#### Prompt
All lines of the material should be given again exactly.

#### Input for this task
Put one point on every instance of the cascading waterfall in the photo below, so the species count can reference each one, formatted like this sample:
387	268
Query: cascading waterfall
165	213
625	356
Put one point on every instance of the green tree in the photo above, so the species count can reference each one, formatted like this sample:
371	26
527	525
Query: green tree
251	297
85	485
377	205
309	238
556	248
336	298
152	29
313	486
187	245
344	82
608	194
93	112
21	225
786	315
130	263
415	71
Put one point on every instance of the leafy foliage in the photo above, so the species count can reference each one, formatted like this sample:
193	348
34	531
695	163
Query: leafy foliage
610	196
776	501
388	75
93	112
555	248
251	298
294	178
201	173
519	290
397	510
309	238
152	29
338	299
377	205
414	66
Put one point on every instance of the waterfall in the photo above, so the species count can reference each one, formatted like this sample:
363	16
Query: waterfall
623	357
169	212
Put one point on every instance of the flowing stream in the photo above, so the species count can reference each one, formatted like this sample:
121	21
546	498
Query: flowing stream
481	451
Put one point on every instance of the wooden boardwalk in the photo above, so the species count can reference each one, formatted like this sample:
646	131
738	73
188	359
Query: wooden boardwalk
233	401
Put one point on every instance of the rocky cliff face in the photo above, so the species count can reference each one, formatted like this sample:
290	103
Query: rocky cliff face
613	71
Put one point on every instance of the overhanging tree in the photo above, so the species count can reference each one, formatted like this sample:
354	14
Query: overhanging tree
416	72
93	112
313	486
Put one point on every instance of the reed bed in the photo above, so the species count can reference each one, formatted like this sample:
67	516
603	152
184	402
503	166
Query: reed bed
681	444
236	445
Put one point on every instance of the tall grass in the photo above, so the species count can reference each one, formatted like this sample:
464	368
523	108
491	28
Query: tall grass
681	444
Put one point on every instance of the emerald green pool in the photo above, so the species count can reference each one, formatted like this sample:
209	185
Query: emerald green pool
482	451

#### Solution
Put one point on every instance of the cascading waterfall in the photo below, so the species count can reference each one, formatted like this sample:
387	268
Query: cascading waterfall
165	213
625	356
Put one point on every instance of the green tree in the photo above, so the species count can reference each one, formatted like this sample:
371	26
527	525
Query: green tree
251	297
85	485
377	205
309	238
556	248
336	298
152	29
313	486
187	245
344	82
608	194
93	112
21	225
786	315
130	263
415	71
Put one point on every instance of the leafy foliage in the photo above, so the species count can reference each one, formatted like this sample:
193	348
34	531
695	163
Query: leafy foliage
610	196
776	501
388	75
93	112
555	248
251	298
294	178
201	173
519	290
397	510
309	238
152	29
338	299
377	205
414	66
Put one point on every instance of the waterfall in the photo above, so the species count can reference each one, formatted like this sample:
363	16
Query: waterfall
623	357
169	212
Put one point on every instance of the flowing stream in the photo above, so the species count can reference each one, formatted like this sample:
121	21
546	498
Query: flowing stream
481	451
Put one point on every instance of the wooden boardwalk in the photo above, so the species count can reference each one, formatted like this sample:
646	131
738	73
188	359
Query: wooden boardwalk
233	401
Put one point on every instance of the rocky cliff face in the photo above, so the species count can reference each one, formatted like this sample:
290	103
Query: rocky cliff face
613	71
Put one point on every instance of the overhanging tree in the photo above, so the species count can reference each one, formatted like this sample:
354	14
Query: overhanging tree
416	72
93	112
313	486
Put one point on every instance of the reed bed in the photo above, so the species count can reference each one, formatted like this sample:
67	516
603	152
184	402
503	166
Query: reed bed
681	444
236	445
Put one point on every instance of the tall grass in the photo above, so the species count can reference each one, formatted like this sample:
464	368
523	108
491	28
Query: tall grass
681	444
Put one point on every instance of the emerald green pool in the photo above, so the species count can reference each one, formatted like this sample:
209	185
Query: emerald green pool
482	451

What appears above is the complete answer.